[PASSAGE PROVIDED]
Start of Block
Ferguson unrest continues as residents asked to stay home

Residents of Ferguson were urged to stay home after dark, after days of clashes with police following the shooting of an unarmed black 18-year-old.

Ferguson unrest continues as residents asked to stay home

Residents of Ferguson were urged to stay home after dark, after days of clashes with police following the shooting of an unarmed black 18-year-old.

The pleas came from community leaders, who pledged to reconnect with the predominantly black community in the Missouri suburb.

Meanwhile a large crowd gathered yesterday afternoon in nearby St Louis after officers responding to a report of a store robbery shot and killed a knife-wielding man.

Police Chief Sam Dotson said the suspect acted erratically and told responding officers to “shoot me now, kill me now”.

Ferguson’s leaders have been exploring how to increase the number of African-American applicants to the law enforcement academy and raise funds for cameras that would be attached to patrol car dashboards and officers’ vests.

“We plan to learn from this tragedy,” they said in a statement.

They asked residents to stay home at night to “allow peace to settle in” following the shooting of Michael Brown by a white police officer.

Benjamin Crump, a lawyer for Mr Brown’s family, said the teenager’s funeral and memorial service would be on Monday.

The National Guard arrived in Ferguson this week but kept its distance from the streets during another night of unrest.

Protesters filled the streets after nightfall on Monday, and officers fired tear gas and flash grenades.

Captain Ron Johnson of the Missouri Highway Patrol, who is in charge of security in Ferguson, said bottles and Molotov cocktails were thrown from the crowd and some officers had come under heavy gunfire.

At least two people were shot, he said.

Police originally said 31 people were arrested, but St Louis County spokeswoman Candace Jarrett later said 57 were booked at the county jail alone, and perhaps more at other jails in the region.

Demonstrators no longer faced the neighbourhood’s midnight-to-5am curfew, but police told protesters that they could not assemble in a single spot and had to keep moving.

In St Louis, some members of the crowd shouted “Hands up, don’t shoot,” a phrase that has become a frequent part of protests since Mr Brown’s death on August 9.

Like Mr Brown, the 23-year-old suspect killed yesterday was black. The crowd diminished, however, within hours.

In Ferguson, a photographer for Getty Images was arrested while covering the demonstrations and later released. Two German reporters were arrested and detained for three hours.

Conservative German daily Die Welt said correspondent Ansgar Graw and reporter Frank Herrmann, who writes for German regional papers, were arrested after allegedly failing to follow police instructions to vacate an empty street. They said they followed police orders.

The latest clashes came after a day in which a pathologist hired by Mr Brown’s family said he suffered a bullet wound to his right arm that may indicate his hands were up or his back was turned.

But the pathologist said the team that examined Mr Brown cannot be sure yet exactly how the wounds were inflicted until they have more information.
End of Block
[SOURCE MATERIAL]
Start of Block
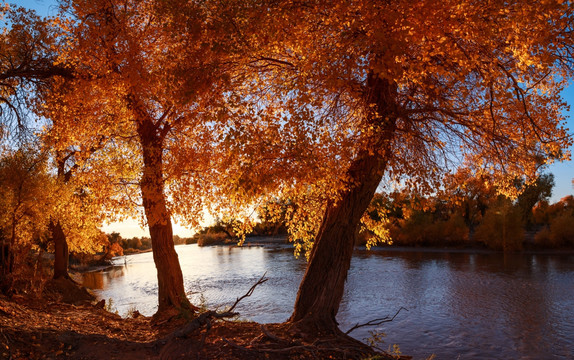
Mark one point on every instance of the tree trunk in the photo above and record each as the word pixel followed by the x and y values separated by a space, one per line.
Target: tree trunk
pixel 171 291
pixel 321 289
pixel 61 252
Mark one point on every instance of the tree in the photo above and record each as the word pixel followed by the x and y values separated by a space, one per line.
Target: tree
pixel 25 197
pixel 419 88
pixel 27 64
pixel 151 85
pixel 532 194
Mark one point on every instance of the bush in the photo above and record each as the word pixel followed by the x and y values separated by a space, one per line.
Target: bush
pixel 211 239
pixel 560 232
pixel 423 229
pixel 501 228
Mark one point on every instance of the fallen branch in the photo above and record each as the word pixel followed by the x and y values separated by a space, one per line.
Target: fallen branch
pixel 204 319
pixel 248 293
pixel 376 322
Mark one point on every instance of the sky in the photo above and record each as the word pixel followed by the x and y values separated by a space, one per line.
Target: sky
pixel 563 172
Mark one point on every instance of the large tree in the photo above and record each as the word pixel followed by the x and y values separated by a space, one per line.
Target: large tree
pixel 151 84
pixel 434 83
pixel 408 90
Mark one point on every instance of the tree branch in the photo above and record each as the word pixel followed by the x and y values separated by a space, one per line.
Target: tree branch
pixel 376 322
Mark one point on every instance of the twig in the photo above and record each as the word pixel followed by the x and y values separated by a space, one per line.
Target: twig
pixel 248 293
pixel 375 322
pixel 236 345
pixel 205 318
pixel 270 335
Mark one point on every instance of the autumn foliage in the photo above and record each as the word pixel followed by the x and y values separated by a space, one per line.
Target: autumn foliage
pixel 174 109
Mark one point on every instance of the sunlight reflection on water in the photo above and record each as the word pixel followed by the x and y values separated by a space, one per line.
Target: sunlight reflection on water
pixel 473 305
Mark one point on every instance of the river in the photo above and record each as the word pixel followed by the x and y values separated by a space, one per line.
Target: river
pixel 460 305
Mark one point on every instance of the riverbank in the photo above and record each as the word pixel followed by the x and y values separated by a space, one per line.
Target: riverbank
pixel 475 248
pixel 33 328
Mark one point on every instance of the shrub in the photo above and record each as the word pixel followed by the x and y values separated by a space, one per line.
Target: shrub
pixel 211 239
pixel 560 232
pixel 501 228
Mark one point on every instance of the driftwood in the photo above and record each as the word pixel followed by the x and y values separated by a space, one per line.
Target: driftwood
pixel 204 319
pixel 376 322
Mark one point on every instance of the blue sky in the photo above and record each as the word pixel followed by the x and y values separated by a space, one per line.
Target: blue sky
pixel 563 172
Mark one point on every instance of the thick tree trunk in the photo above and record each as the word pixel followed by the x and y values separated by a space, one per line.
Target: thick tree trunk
pixel 171 291
pixel 61 252
pixel 322 286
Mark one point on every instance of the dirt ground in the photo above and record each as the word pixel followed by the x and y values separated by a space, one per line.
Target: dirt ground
pixel 47 328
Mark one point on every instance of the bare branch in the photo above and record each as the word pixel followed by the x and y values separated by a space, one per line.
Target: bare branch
pixel 376 322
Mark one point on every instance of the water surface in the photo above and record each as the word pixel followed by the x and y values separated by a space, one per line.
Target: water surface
pixel 460 305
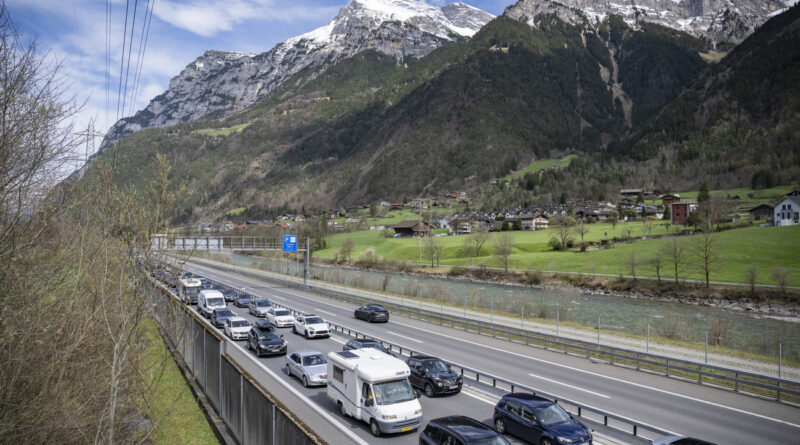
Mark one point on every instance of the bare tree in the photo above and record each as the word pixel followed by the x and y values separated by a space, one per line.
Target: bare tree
pixel 781 276
pixel 503 246
pixel 751 277
pixel 581 229
pixel 656 263
pixel 674 251
pixel 563 225
pixel 346 249
pixel 706 251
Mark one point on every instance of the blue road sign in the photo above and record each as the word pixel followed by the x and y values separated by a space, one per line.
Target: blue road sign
pixel 290 243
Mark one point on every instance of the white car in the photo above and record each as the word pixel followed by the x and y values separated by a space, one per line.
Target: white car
pixel 237 328
pixel 311 326
pixel 280 318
End of Block
[WORK INSTRUCTIONS]
In the article on the Ferguson unrest, how many people did the St Louis County spokeswoman say were booked at the county jail alone?

[FINISHED EXERCISE]
57 people were booked at the county jail alone.